Rewrite the entire listing below, replacing every "Point out" with "Locate" and leaving everything else unchanged.

====

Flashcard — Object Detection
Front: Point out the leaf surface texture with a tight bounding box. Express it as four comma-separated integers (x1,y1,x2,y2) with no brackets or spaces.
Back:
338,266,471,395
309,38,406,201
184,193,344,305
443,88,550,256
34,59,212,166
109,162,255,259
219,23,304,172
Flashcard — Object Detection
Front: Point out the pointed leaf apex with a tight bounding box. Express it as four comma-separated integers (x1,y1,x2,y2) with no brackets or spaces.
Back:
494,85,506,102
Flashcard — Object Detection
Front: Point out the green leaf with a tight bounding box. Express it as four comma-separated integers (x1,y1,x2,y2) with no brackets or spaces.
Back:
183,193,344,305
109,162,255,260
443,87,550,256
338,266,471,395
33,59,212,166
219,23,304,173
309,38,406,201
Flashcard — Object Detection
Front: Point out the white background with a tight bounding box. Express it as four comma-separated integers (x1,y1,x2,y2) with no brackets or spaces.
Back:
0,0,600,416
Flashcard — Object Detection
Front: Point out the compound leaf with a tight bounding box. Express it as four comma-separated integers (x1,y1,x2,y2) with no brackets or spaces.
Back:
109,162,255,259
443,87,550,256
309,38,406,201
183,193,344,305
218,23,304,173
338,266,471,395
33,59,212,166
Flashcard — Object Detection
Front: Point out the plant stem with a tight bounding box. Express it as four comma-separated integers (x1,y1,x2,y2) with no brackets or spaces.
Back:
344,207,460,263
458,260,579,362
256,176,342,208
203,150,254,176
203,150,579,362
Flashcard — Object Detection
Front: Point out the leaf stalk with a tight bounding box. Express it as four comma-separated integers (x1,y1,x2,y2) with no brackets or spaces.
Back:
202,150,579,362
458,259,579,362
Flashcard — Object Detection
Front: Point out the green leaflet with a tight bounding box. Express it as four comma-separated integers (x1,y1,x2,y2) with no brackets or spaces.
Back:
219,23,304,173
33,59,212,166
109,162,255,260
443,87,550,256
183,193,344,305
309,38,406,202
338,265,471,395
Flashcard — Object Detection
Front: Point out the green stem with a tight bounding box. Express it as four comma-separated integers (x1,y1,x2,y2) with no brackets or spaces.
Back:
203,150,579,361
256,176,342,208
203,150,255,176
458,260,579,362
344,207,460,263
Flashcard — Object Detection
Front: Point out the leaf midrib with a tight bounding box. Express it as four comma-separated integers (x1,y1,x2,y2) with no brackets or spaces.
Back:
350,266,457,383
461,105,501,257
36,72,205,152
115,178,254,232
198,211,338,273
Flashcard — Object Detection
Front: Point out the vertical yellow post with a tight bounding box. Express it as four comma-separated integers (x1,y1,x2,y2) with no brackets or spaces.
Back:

====

* Exercise result *
Flashcard — Object Detection
Front: Locate the leaf surface texture with a tight bounding box. Express it as four comma-separated integers (x1,y1,x2,y2) with no brackets or spaces.
Back:
338,266,471,395
309,38,406,201
184,193,344,305
443,88,550,256
34,59,212,166
109,162,255,259
219,23,304,172
Flashcard — Object Detection
Front: Locate the pointed leaf apex with a tight bounding box. Express it as four comma-separated integers (x1,y1,x2,y2) with no brackets or spaces.
Back:
494,85,506,102
Flashcard — Object Detection
Front: Locate the green leaf with a tight bounding box. Express it as four comma-separated integers (x1,y1,x2,y2) with no brackets or spaces.
Back:
183,193,344,305
109,162,255,260
443,87,550,256
338,266,471,395
33,59,212,166
219,23,304,173
309,38,406,201
Flashcard — Object Detection
Front: Locate the white background with a tight bounding box. Express it as four comma-separated integers (x1,y1,x2,y2) with no brackets or spaces.
Back:
0,0,600,416
Flashcard — Object Detection
Front: Locate the compound leaf with a tight bounding box. Express it as four comma-separated integers (x1,y1,x2,y2) with no brackets or spaces.
Back:
109,162,255,259
443,87,550,256
309,38,406,201
183,193,344,305
218,23,304,173
338,266,471,395
33,59,212,166
Flashcard — Object Detection
Front: Locate the plant stem with a tight bounding box. Express it as four comma-separated integers (x1,y1,x2,y2) with no brackets or spaces.
Back:
344,207,460,263
458,260,579,362
256,176,342,208
203,150,254,176
203,150,579,362
Flashcard — Object Detection
Front: Locate the leaf stalk with a tight bounding box. Express it as four comma-separated integers (x1,y1,x2,y2) with no brackets or spaces.
Back:
202,150,579,362
458,259,579,362
Flashcard — Object Detection
Front: Locate the green leaflet with a tight bounding box. Express it as four comma-separated integers (x1,y1,x2,y2) with no brackets or spaces.
Back:
219,23,304,173
33,59,212,166
109,162,255,260
443,87,550,256
183,193,344,305
309,38,406,202
338,265,471,395
Flashcard — Object Detection
Front: Locate the green stem with a tight bounding box. Express it as four comma-separated integers (x1,y1,x2,y2) with no brackets or spaces.
Back:
203,150,579,361
256,176,342,208
203,150,255,176
458,260,579,362
344,207,460,263
Flashcard — Object Detection
Front: Locate the leaf midrib with a tight bounding box. Express it as four comma-separated integers (x1,y1,x2,y2) with no brackets or spaces.
Back:
350,266,457,383
461,105,501,257
36,72,205,152
115,178,254,232
198,211,338,273
Flashcard — Object Detection
Front: Locate the vertical yellow post with a tight bounding box. Express it as four comma-separated integers (x1,y1,x2,y2) with no brackets or spaces.
Back:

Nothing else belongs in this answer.